(Dataset records about object locations)
•••••

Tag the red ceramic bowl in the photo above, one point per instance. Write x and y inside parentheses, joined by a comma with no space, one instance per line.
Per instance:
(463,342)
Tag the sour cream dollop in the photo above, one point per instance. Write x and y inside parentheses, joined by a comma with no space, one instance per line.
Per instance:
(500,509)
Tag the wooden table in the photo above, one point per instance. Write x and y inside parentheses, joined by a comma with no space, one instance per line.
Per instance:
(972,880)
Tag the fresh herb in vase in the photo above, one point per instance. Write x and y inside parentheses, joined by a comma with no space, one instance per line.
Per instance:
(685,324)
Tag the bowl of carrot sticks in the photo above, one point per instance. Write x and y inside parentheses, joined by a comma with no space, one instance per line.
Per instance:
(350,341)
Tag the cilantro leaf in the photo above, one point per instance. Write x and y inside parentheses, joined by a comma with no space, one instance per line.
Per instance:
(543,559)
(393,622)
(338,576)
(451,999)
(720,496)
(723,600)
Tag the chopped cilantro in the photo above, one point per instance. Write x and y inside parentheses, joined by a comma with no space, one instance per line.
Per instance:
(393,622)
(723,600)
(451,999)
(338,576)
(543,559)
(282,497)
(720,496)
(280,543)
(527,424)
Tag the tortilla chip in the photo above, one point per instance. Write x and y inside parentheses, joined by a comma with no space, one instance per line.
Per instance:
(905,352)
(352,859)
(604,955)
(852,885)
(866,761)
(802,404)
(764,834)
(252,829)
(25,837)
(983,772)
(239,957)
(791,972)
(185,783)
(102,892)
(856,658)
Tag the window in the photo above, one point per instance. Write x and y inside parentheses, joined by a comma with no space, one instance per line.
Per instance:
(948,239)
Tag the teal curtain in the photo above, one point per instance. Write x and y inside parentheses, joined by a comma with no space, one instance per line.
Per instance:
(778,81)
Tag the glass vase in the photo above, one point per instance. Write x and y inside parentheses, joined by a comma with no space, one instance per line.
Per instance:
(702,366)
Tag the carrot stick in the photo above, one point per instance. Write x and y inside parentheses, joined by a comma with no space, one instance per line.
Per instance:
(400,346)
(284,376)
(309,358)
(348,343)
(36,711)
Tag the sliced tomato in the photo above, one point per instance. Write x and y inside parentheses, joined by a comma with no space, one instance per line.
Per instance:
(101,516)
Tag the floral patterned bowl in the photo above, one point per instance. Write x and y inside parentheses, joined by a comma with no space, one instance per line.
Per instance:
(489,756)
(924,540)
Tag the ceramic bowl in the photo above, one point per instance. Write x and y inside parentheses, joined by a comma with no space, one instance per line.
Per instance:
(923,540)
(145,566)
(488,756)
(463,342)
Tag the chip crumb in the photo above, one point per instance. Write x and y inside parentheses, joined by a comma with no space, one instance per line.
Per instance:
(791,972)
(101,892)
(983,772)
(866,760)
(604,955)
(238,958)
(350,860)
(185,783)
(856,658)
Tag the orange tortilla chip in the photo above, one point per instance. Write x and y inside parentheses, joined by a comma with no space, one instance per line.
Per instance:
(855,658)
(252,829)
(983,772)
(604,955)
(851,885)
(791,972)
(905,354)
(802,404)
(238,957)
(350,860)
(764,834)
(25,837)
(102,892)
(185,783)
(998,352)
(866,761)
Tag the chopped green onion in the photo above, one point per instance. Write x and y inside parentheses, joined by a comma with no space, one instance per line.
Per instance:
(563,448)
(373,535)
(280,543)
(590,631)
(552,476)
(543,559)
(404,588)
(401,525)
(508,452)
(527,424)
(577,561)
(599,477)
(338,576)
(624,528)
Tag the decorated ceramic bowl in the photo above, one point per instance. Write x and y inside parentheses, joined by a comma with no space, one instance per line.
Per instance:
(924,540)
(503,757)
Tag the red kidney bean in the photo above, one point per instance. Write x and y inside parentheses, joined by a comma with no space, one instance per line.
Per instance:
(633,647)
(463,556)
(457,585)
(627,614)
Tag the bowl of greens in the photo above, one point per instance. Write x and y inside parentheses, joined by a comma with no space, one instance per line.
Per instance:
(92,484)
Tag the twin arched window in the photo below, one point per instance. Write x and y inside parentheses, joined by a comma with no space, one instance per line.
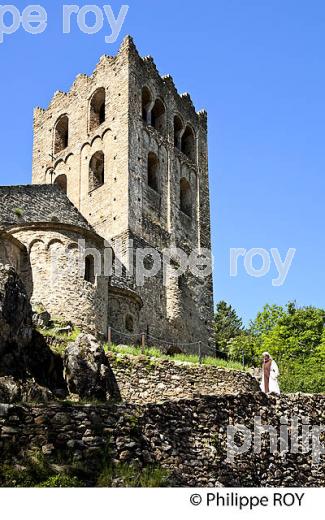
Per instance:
(184,139)
(186,197)
(61,134)
(96,171)
(153,112)
(97,116)
(97,109)
(153,171)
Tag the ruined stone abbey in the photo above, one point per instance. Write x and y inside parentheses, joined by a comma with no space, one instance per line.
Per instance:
(120,162)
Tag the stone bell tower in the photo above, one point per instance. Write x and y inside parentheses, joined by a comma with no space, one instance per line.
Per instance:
(131,154)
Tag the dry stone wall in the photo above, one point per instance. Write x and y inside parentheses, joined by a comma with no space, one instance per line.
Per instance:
(147,380)
(186,437)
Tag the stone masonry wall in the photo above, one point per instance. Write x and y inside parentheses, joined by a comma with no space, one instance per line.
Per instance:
(56,282)
(186,437)
(142,379)
(125,204)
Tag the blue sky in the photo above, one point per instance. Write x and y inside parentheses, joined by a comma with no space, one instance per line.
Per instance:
(257,66)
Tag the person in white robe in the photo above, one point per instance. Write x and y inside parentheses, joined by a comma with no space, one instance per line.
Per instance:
(270,374)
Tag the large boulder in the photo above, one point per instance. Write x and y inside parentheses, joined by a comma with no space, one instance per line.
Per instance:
(87,370)
(15,309)
(24,354)
(15,391)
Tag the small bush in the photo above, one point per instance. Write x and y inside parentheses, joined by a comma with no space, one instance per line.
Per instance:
(302,376)
(61,481)
(126,475)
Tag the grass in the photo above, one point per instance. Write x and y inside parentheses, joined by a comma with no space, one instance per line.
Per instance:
(154,352)
(151,352)
(128,475)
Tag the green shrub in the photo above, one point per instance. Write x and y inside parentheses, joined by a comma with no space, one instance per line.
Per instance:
(306,376)
(61,481)
(127,475)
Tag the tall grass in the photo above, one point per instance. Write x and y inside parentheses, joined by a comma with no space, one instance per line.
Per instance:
(154,352)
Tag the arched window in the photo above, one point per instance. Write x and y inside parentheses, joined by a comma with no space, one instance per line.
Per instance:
(96,171)
(146,104)
(178,127)
(158,116)
(188,143)
(61,134)
(61,181)
(153,171)
(97,109)
(186,197)
(90,269)
(129,323)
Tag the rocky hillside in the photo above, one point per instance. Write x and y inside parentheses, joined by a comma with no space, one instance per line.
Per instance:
(140,421)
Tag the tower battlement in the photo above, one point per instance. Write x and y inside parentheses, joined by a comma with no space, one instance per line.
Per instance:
(131,154)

•••••

Retype every entry verbatim and exclude the pictures from the copy.

Tag the red ceramic bowl in the photo above, one point per instance. Write x and y inside parentheses, joined by a comma with no space, one instance per line.
Per instance:
(463,342)
Tag the sour cream dollop in the photo above, one point per instance. Write x and y inside parentheses, joined by a comma with no space, one instance per line.
Per instance:
(500,509)
Tag the wooden table in the photo above, one point per instance. Write x and y inside parentheses, joined by a comma with no space, one instance per line.
Per instance:
(972,880)
Tag the fresh herb in vase in the photo above, one point per instance. Write x and y inside parentheses, joined by a comma with no space, one instance per line.
Per instance:
(685,324)
Tag the bowl of carrot sticks in the photo above, one point per instance. Write x and y inside parentheses, joined by a comma with no space, one instance per line.
Per instance:
(350,341)
Tag the cilantro leaf in the photo above, one point per instance. Write x and y inside parentheses, joined by a comma with no space, one instance per line.
Per instance:
(543,559)
(393,622)
(338,576)
(451,999)
(720,496)
(723,600)
Tag the chopped cilantro in the photo above, one point per instance. Write x and y inside parentheses, joined by a comma with no space, one instance per line.
Per instance:
(393,622)
(723,600)
(451,999)
(338,576)
(543,559)
(282,497)
(720,496)
(280,543)
(527,424)
Tag the tortilla chip in the photo above, one point per instance. Write x and y inside parentheses, joined by a comma with no space, one instance per line.
Per instance:
(905,352)
(352,859)
(604,955)
(852,885)
(866,761)
(802,404)
(764,834)
(252,829)
(25,837)
(983,772)
(239,957)
(791,972)
(185,783)
(102,892)
(856,658)
Tag the window in the photo above, one point per instance. Write x and y inside parentheses, joined by a comma with no space, one instance per line.
Per instance:
(948,239)
Tag the teal curtain in the photo above, one point per instance. Write x and y inside parentheses, joined by a comma with no space, one instance per line.
Per instance:
(778,81)
Tag the glass vase in the photo above, one point per instance. Write x and y inside parentheses, joined by a comma with no space, one instance per line.
Per instance:
(702,366)
Tag the carrot stick in the photo above, one point per instance. Write x and y inside parentheses, joined by a comma with no space, one instance per line.
Per instance:
(400,346)
(284,376)
(309,358)
(348,343)
(36,711)
Tag the sliced tomato in the photo above, one point per instance. Write x and y inside parentheses, joined by a comma with no space, one instance per line.
Per instance:
(101,516)
Tag the floral patterned bowl in the photo above, one point per instance. Write x and y inside parentheses, joined by a comma with no space, one instance per line.
Per instance:
(489,756)
(924,540)
Tag the ceramic bowl in the photo above, one point per instance. Write x and y inside parentheses, joined by a comma with no space, one instance per line.
Per instance:
(923,540)
(145,566)
(488,756)
(463,342)
Tag the chip crumb in the photo above, one point per instance. Write x and y inside parentheses, joined by a comma with no space, one instance per line.
Per instance:
(791,972)
(101,892)
(983,772)
(866,760)
(604,955)
(238,958)
(350,860)
(185,783)
(856,658)
Tag the orange tortilla chip in the photo above, one point per instance. Write x and y inside parentheses, joined by a comma with no space, one instance per line.
Per instance:
(855,658)
(252,829)
(983,772)
(604,955)
(851,885)
(791,972)
(905,354)
(802,404)
(238,957)
(350,860)
(764,834)
(25,837)
(102,892)
(185,783)
(998,352)
(866,761)
Tag the chopped green onion in the photo above, one point per instance. Write x and y inside parentheses, joined by a comma with no space, one instance per line.
Per instance:
(563,448)
(373,535)
(280,543)
(590,631)
(552,476)
(543,559)
(404,588)
(401,525)
(508,452)
(527,424)
(577,561)
(599,477)
(338,576)
(624,528)
Tag the decorated ceramic bowl in the photo above, one point per instance. Write x and y inside parentheses, joined by a comma with no space, one instance per line.
Per instance:
(924,540)
(503,757)
Tag the red kidney bean in the photo above, one point per instance. Write x and y inside parentheses, joined by a comma with no space, one instance per line.
Per instance:
(633,647)
(463,556)
(457,585)
(627,614)
Tag the bowl of greens in the photo above, one point per instance. Write x and y inside parentheses, joined by a comma with no space, one instance per line.
Per instance:
(92,484)
Tag the twin arched window in the photo below, one point per instance. Write x and y inside parentheses, joined by a comma with no space, one instance per line.
Per instance:
(184,139)
(186,197)
(61,134)
(96,171)
(153,112)
(97,116)
(97,109)
(153,171)
Tag the ruined stone abbey in the photo above, one point per instance. Write x and y inside parentheses, joined by a comma with no space, one instance per line.
Per instance:
(120,162)
Tag the stone bell tower in the photo above, one point per instance. Write x and y inside parentheses, joined by a comma with no space, one instance per line.
Per instance:
(131,154)
Tag the dry stone wall in the photo above, one point per instance. Write x and y inside parentheses, joined by a comma with no space, one instance per line.
Per instance:
(147,380)
(186,437)
Tag the stone masonry wall in the photo above, one point per instance. Write x and y inside parentheses, joined by a comma with no space, one instance per line.
Per instance:
(56,282)
(186,437)
(142,379)
(125,204)
Tag the blue sky in the photo above, one point per instance. Write x and y inside parentheses, joined by a comma with no space, one instance per line.
Per instance:
(257,66)
Tag the person in white robe in the photo above, one point per instance. Write x and y inside parentheses, joined by a comma with no space, one instance per line.
Per instance:
(270,374)
Tag the large boulder in the photo above, one point per instance. Write x and y inside parentheses, joined by a comma with no space, one instance per line.
Per instance:
(87,370)
(15,309)
(24,354)
(15,391)
Tag the small bush in the photo above, one point per instance. Write x and y inside parentheses, joined by a comma with no space, one instance per line.
Per instance:
(302,376)
(61,481)
(126,475)
Tag the grass in the photo above, one point per instance. Write x and y inside parentheses, joined by a comma with no space, one instance per line.
Per instance:
(154,352)
(151,352)
(128,475)
Tag the green shrub in the photo above, one point per instance. Write x and y inside parentheses, joined by a comma with no space, one instance per line.
Per instance:
(306,376)
(61,481)
(127,475)
Tag the tall grass in the photo above, one point per instance. Write x and y inside parentheses, joined by a comma with no space, one instance per line.
Per instance:
(154,352)
Tag the arched window in the photo above, one point per instance. Write x and y inside parentheses, joined by a comma with no space, one instance per line.
Per instance:
(96,171)
(146,104)
(178,127)
(158,116)
(188,143)
(61,134)
(61,181)
(153,171)
(97,109)
(186,197)
(90,269)
(129,323)
Tag the rocky hillside in the photo above, one point per instance. Write x and y inside parentheses, joined by a comma with no space, one instance per line.
Per instance:
(140,421)
Tag the tower battlement in the photo above, one point per instance. Write x and y inside parentheses, joined by a comma with no space, one instance per line.
Per instance:
(131,154)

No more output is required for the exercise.